*DIRECTIONS*
Provide an exact reproduction of every entry.

(Entries from a dataset)
• • • • • • •
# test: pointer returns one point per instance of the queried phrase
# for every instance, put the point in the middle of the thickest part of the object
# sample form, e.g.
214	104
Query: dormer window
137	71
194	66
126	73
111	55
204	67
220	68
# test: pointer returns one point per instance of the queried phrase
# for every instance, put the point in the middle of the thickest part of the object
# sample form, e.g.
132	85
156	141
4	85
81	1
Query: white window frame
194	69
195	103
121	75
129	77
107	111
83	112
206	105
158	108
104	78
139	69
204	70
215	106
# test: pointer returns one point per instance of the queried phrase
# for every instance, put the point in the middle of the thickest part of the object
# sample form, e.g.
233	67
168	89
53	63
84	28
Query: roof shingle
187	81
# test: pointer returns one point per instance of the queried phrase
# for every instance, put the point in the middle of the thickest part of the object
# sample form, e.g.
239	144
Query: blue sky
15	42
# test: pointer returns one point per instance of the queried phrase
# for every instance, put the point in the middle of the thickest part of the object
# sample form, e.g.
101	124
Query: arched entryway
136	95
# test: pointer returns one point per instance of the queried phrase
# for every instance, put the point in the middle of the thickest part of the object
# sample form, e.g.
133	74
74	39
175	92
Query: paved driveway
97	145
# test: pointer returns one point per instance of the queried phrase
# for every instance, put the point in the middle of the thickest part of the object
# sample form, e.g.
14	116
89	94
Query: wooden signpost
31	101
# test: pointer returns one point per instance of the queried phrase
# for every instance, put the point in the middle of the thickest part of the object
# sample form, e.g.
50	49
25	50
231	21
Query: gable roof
• • • • • • •
*RESPONSE BELOW*
# test: pointer returns one point per instance of the queried phrase
# for every instance, put the point in the middle of the thickest part of the object
# sample form, e.g.
214	104
Query: dormer window
137	71
194	66
126	73
111	55
204	67
220	68
# test: pointer returns one point per instance of the queried phrase
# for every instance, put the point in the middle of the thickest part of the object
# sample form, e.g.
132	85
156	141
4	85
81	1
Query: white window frame
194	69
195	103
121	75
129	77
107	111
83	112
206	105
158	108
104	78
139	69
204	70
215	106
# test: pointer returns one point per instance of the queried phrase
# for every instance, put the point in the middle of the thickest part of the object
# sample form, e.g.
233	67
168	89
53	63
84	28
Query: roof shingle
187	81
# test: pointer returns one point per instance of the queried phrase
# for every instance, put the point in the middle of the thickest part of the object
# sample form, e.g.
239	144
Query: blue sky
15	42
# test: pointer returns one point per instance of the queried phrase
# for every instance, put the point in the middle of the thickest part of the object
# sample form, e.g.
101	124
Query: arched entryway
136	95
# test: pointer returns one point per instance of the queried phrase
# for every instance, put the point in the middle of the thickest part of the object
# sample form, e.g.
133	74
74	39
175	92
Query: paved driveway
97	145
# test: pointer returns one point per instance of the queried phrase
# for every instance, put the point in the middle of the thickest part of the object
# sample form, e.g.
14	116
89	94
Query: wooden signpost
31	101
# test: pointer returns one point per instance of the queried phrase
# for every instance, put the point in the middle of the thickest part of the object
# sample form, e.g.
50	49
25	50
231	21
Query: gable roof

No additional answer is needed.